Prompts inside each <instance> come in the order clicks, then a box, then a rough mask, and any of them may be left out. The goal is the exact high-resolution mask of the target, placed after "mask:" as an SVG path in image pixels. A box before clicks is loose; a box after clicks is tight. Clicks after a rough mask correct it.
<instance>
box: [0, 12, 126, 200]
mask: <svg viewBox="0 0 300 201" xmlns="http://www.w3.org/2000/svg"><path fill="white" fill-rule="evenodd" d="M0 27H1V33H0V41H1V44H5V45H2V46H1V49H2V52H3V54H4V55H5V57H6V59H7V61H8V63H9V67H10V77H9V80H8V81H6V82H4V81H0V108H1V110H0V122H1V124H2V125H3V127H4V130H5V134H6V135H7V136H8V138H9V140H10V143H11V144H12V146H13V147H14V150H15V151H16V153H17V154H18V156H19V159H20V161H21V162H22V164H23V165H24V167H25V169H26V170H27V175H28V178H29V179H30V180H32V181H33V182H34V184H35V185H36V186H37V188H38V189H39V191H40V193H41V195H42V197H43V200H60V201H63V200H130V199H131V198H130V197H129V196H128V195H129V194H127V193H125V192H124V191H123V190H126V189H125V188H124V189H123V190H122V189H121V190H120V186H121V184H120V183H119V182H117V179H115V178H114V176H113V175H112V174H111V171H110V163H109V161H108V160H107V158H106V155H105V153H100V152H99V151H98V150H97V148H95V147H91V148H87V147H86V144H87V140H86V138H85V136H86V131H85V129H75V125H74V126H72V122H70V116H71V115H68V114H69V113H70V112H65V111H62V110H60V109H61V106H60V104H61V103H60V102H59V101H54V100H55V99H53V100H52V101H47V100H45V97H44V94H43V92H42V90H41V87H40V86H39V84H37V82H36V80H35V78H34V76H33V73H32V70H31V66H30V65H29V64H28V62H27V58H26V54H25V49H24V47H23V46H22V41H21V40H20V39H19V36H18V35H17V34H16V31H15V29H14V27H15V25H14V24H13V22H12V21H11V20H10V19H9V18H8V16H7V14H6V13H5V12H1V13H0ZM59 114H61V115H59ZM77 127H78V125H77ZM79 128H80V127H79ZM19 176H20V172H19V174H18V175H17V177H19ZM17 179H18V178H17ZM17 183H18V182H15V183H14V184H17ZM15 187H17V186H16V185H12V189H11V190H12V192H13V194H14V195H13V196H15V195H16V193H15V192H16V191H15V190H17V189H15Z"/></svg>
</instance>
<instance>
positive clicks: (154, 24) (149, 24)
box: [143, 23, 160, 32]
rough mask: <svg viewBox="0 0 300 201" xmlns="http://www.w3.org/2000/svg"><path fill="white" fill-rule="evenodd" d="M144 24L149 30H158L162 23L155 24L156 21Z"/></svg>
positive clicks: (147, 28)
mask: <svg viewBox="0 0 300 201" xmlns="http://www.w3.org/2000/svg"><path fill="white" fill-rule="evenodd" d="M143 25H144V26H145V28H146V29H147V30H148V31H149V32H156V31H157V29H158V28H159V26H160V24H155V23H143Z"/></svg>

:::

• [ASSIGNED TASK] The answer must consist of every line from the entries above that contains the string "rough".

• [SOLUTION TO THIS TASK]
Prompts inside each <instance> come in the order clicks, then a box, then a rough mask, and any of them may be left out. The goal is the exact high-resolution mask of the target, placed after "mask:" as an SVG path in image pixels. A box before clicks is loose; a box after clicks is tight. Clicks after a rough mask correct it.
rough mask: <svg viewBox="0 0 300 201" xmlns="http://www.w3.org/2000/svg"><path fill="white" fill-rule="evenodd" d="M144 24L149 30H158L162 23L155 24L156 21Z"/></svg>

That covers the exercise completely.